Entries for pointing at labeled objects:
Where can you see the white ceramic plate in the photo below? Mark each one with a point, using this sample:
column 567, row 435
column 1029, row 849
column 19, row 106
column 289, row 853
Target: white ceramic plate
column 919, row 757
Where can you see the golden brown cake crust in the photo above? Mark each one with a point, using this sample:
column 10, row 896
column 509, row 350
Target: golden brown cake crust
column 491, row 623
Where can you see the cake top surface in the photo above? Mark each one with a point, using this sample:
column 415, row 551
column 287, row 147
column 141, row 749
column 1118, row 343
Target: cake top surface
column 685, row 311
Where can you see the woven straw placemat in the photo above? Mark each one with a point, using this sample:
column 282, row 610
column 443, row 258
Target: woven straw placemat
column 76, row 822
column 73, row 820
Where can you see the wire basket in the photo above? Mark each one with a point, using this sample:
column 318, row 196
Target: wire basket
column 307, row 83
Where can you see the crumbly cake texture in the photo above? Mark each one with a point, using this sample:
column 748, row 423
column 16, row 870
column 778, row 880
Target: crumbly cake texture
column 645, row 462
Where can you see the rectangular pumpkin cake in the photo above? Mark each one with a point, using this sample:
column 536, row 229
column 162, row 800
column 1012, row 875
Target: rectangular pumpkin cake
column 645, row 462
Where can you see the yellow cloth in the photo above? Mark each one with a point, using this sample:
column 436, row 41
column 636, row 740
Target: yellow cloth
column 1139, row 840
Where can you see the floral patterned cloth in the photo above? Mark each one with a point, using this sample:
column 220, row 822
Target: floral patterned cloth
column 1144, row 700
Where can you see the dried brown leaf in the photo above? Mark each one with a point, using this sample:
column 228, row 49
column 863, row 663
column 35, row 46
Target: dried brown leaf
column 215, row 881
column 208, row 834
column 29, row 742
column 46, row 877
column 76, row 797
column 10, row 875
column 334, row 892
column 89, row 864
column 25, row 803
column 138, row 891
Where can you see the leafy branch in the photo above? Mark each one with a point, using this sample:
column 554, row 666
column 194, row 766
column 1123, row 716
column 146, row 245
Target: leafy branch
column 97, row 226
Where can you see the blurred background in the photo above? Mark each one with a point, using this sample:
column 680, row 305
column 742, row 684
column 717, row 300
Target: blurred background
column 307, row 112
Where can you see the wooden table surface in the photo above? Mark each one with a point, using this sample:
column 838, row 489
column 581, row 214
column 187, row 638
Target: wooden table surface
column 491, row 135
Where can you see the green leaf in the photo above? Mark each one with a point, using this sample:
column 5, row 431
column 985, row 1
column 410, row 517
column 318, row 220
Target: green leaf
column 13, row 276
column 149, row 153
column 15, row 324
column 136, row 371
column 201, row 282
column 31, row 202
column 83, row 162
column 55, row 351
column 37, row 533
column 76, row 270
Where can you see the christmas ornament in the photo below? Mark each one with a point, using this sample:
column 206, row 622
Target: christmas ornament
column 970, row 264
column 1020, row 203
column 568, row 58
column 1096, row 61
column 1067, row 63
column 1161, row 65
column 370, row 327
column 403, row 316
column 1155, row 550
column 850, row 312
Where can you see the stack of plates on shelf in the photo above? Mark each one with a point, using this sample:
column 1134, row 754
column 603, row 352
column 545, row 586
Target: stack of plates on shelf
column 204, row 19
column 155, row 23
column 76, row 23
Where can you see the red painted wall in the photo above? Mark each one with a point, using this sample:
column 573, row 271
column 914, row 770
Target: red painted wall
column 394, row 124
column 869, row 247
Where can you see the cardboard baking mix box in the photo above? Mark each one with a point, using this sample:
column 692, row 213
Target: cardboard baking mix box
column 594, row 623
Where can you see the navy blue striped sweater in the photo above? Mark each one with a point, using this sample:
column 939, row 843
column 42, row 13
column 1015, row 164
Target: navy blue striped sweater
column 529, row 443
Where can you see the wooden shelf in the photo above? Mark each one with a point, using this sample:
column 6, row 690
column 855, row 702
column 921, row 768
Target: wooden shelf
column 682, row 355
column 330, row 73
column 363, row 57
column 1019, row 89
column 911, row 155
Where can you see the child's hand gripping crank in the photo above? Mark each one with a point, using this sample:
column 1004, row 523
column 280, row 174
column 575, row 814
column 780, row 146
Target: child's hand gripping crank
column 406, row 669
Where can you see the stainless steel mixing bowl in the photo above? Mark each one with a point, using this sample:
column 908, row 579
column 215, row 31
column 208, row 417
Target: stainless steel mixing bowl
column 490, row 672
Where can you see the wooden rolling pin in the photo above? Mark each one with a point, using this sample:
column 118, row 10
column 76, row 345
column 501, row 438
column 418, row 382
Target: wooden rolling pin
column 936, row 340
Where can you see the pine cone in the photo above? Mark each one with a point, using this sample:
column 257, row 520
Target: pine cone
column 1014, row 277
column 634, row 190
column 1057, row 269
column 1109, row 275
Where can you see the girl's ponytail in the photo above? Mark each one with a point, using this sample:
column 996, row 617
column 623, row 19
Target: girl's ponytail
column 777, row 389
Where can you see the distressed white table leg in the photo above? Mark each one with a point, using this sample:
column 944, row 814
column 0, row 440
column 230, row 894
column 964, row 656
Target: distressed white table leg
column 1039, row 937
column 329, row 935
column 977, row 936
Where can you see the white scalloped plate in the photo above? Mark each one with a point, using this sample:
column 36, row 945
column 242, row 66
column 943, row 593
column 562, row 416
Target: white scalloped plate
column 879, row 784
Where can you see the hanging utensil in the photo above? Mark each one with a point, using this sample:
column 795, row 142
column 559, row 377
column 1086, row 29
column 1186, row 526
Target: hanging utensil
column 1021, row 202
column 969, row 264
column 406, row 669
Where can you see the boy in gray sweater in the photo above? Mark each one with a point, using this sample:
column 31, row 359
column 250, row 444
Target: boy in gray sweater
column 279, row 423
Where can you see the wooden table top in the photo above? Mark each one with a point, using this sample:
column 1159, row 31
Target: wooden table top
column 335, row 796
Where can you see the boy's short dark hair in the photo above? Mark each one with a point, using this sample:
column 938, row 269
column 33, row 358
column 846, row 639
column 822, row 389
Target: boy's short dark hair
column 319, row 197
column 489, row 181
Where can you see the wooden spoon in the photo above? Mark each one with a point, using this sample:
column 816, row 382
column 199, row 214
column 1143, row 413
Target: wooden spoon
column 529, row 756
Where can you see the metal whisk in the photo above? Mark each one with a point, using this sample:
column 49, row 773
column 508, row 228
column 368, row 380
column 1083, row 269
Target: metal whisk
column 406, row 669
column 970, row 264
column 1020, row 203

• The problem
Quote every item above word for word, from the first through the last.

• The reply
Where can you see the white ceramic plate in the photo below? Mark each one with a point, using this sample:
column 567, row 435
column 1029, row 849
column 19, row 106
column 289, row 853
Target: white ceramic plate
column 919, row 757
Where can you see the golden brown cake crust in the photo above? Mark each one with a point, using this sample:
column 10, row 896
column 509, row 350
Target: golden brown cake crust
column 491, row 623
Where can you see the cake top surface in the photo above? Mark each one with a point, using this sample:
column 415, row 551
column 287, row 147
column 141, row 749
column 1118, row 343
Target: cake top surface
column 685, row 311
Where can you see the woven straw placemat in the photo above? Mark each one with a point, using this sample:
column 282, row 610
column 443, row 258
Target: woven straw placemat
column 76, row 822
column 73, row 820
Where can you see the wire basket in the photo above? Mark each one with a point, using this sample:
column 318, row 196
Target: wire basket
column 307, row 83
Where can you see the crumbly cake texture in the photo above? Mark each one with a point, using this sample:
column 748, row 423
column 16, row 870
column 778, row 880
Target: crumbly cake texture
column 645, row 462
Where can you see the rectangular pumpkin cake in the photo above? Mark each one with a point, using this sample:
column 536, row 229
column 162, row 800
column 1012, row 875
Target: rectangular pumpkin cake
column 645, row 462
Where can you see the yellow cloth in the photo above? Mark each one with a point, using this sample:
column 436, row 41
column 636, row 740
Target: yellow cloth
column 1139, row 840
Where can you see the floral patterned cloth in the photo above? Mark each one with a point, using this sample:
column 220, row 822
Target: floral patterned cloth
column 1144, row 700
Where can you see the dried brown leaf in the photo above? Mark each one with a point, using this sample:
column 228, row 49
column 863, row 663
column 35, row 46
Target: dried brown leaf
column 215, row 881
column 208, row 834
column 29, row 742
column 46, row 877
column 76, row 797
column 10, row 875
column 334, row 892
column 89, row 864
column 25, row 803
column 138, row 891
Where can you see the leafy branch in the photo above? Mark each one with a point, using this sample:
column 554, row 666
column 194, row 766
column 1123, row 716
column 146, row 245
Target: leafy branch
column 97, row 226
Where can you see the blurred background in the photo above? Mark each one with a point, using this sample:
column 680, row 305
column 742, row 684
column 717, row 300
Target: blurred background
column 307, row 112
Where can you see the wooden table surface in the photo above? Mark each one with a point, using this sample:
column 838, row 489
column 581, row 214
column 187, row 638
Target: wooden table surface
column 491, row 135
Where can you see the green leaf in the photo above? Mark each one with a point, using this sample:
column 5, row 431
column 985, row 1
column 410, row 517
column 318, row 220
Target: green leaf
column 13, row 276
column 149, row 153
column 15, row 324
column 136, row 371
column 201, row 282
column 31, row 202
column 83, row 162
column 55, row 351
column 37, row 533
column 76, row 270
Where can you see the christmas ornament in the photo below? Mark each one with a point, using this sample:
column 206, row 622
Target: christmas ornament
column 970, row 264
column 1020, row 203
column 568, row 58
column 1096, row 61
column 1067, row 63
column 1161, row 65
column 370, row 327
column 403, row 316
column 1155, row 550
column 850, row 312
Where can you see the stack of plates on shelf in the photo above? Mark each one with a point, using this sample:
column 1134, row 754
column 603, row 352
column 545, row 586
Target: stack of plates on shelf
column 204, row 19
column 155, row 23
column 76, row 23
Where can you see the red painted wall in the photo above? Mark each one with a point, using this sample:
column 573, row 271
column 914, row 770
Target: red painted wall
column 394, row 124
column 869, row 247
Where can you see the cardboard baking mix box in the photo above? Mark each one with a point, using this sample:
column 692, row 213
Target: cardboard baking mix box
column 594, row 623
Where can you see the navy blue striped sweater in the photo above? Mark each one with a point, using this sample:
column 939, row 843
column 42, row 13
column 1015, row 164
Target: navy blue striped sweater
column 529, row 443
Where can you see the wooden shelf in the photo above? Mark each one with a point, using this sample:
column 6, row 690
column 855, row 702
column 921, row 768
Target: wooden shelf
column 682, row 355
column 330, row 73
column 363, row 57
column 1019, row 89
column 911, row 155
Where can you see the child's hand gripping crank in the photo above? Mark each one with a point, using this sample:
column 1004, row 523
column 280, row 174
column 575, row 814
column 780, row 146
Target: child's hand gripping crank
column 406, row 669
Where can you see the stainless steel mixing bowl in the photo above? Mark each one with a point, using this sample:
column 908, row 579
column 215, row 31
column 208, row 417
Target: stainless steel mixing bowl
column 490, row 672
Where can you see the wooden rolling pin in the photo above? Mark each one with a point, using this sample:
column 118, row 10
column 76, row 345
column 501, row 438
column 418, row 382
Target: wooden rolling pin
column 936, row 340
Where can you see the pine cone in the photo above? Mark each one with a point, using this sample:
column 257, row 520
Target: pine cone
column 1014, row 277
column 634, row 190
column 1057, row 269
column 1109, row 275
Where can you see the girl's ponytail in the photo above? Mark each one with a point, using this sample:
column 996, row 617
column 623, row 19
Target: girl's ponytail
column 777, row 389
Where can you see the distressed white table leg in the photo above? Mark each one with a point, using this sample:
column 944, row 814
column 0, row 440
column 230, row 894
column 964, row 656
Target: distressed white table leg
column 1039, row 937
column 329, row 935
column 977, row 936
Where can you see the white scalloped plate in the photo above? Mark each one with a point, using this sample:
column 36, row 945
column 242, row 66
column 943, row 593
column 562, row 416
Target: white scalloped plate
column 879, row 784
Where can you see the hanging utensil in the photo above? Mark each one with a point, using this sample:
column 795, row 142
column 559, row 377
column 1086, row 29
column 1186, row 526
Target: hanging utensil
column 1021, row 202
column 969, row 264
column 406, row 669
Where can you see the boy in gray sweater in the photo above? Mark each one with a point, using this sample:
column 31, row 359
column 250, row 444
Target: boy in gray sweater
column 279, row 423
Where can you see the wooden table top in the photo above? Mark each one with a point, using this sample:
column 1159, row 31
Target: wooden table top
column 335, row 796
Where can you see the boy's short dark hair in the photo above? Mark each one with a point, using this sample:
column 938, row 269
column 33, row 358
column 846, row 639
column 822, row 389
Target: boy's short dark hair
column 319, row 197
column 489, row 181
Where can you see the wooden spoon in the photo above? Mark each one with a point, using this sample:
column 816, row 382
column 199, row 214
column 1143, row 413
Target: wooden spoon
column 529, row 756
Where can you see the metal whisk in the photo above? Mark each one with a point, using this sample:
column 49, row 773
column 508, row 228
column 368, row 380
column 1083, row 269
Target: metal whisk
column 406, row 669
column 970, row 264
column 1020, row 203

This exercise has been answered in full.